Copy the lines from the one holding "Segment the brick" through the end of the material, both included, swapping "straight edges" for "straight sides" and leaving everything else the same.

━━━━━━━━━━━━━━━━

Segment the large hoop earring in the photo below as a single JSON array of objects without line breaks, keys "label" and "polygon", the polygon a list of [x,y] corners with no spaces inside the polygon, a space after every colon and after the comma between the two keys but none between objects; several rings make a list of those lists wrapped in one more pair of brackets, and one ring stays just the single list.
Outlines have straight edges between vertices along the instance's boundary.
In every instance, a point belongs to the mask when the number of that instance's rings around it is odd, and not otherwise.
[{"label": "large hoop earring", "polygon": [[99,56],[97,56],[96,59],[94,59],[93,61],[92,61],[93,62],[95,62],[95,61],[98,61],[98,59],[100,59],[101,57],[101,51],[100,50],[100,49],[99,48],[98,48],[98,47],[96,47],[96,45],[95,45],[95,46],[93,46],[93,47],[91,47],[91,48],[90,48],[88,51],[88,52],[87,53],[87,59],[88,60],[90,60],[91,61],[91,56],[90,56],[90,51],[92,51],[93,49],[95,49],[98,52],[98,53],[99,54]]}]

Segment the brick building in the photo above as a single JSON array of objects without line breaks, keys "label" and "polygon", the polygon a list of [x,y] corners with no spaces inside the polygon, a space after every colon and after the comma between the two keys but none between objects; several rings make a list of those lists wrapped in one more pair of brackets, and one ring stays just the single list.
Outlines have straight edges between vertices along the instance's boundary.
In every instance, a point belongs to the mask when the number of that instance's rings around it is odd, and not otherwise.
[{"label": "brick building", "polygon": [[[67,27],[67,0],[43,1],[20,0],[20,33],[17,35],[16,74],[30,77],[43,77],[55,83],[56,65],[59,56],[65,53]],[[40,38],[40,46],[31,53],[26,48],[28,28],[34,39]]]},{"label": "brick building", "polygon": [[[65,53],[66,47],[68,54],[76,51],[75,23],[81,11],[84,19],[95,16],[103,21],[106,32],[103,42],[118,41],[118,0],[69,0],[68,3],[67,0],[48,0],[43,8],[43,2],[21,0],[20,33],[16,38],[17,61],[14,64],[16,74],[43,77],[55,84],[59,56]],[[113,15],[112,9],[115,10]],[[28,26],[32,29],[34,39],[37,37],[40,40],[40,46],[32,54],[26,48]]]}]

━━━━━━━━━━━━━━━━

- Full output
Segment the brick building in the photo above as a single JSON array of objects without line breaks, keys "label" and "polygon", the polygon a list of [x,y] corners with no spaces inside the polygon, a space after every colon and after the comma between the two keys but none between objects; several rings make a list of those lists wrapped in one more pair of brackets, and one ring stays just the single list.
Outlines have straight sides between vertices along the instance's boundary.
In every instance, a point belongs to the mask when the number of that instance's rings around it is odd, and not otherwise.
[{"label": "brick building", "polygon": [[[67,27],[67,0],[43,1],[20,0],[20,33],[17,35],[16,74],[30,77],[43,77],[55,83],[56,65],[59,56],[65,53]],[[40,38],[40,46],[31,53],[26,48],[28,28],[34,39]]]},{"label": "brick building", "polygon": [[[65,53],[66,47],[68,54],[76,51],[75,23],[81,11],[84,19],[95,16],[103,21],[106,32],[103,42],[118,41],[118,0],[69,0],[68,3],[67,0],[48,0],[43,8],[43,2],[21,0],[20,33],[16,38],[17,61],[14,64],[16,74],[43,77],[55,84],[59,56]],[[113,15],[112,9],[115,10]],[[28,26],[32,29],[34,39],[37,37],[40,40],[40,46],[32,54],[26,48]]]}]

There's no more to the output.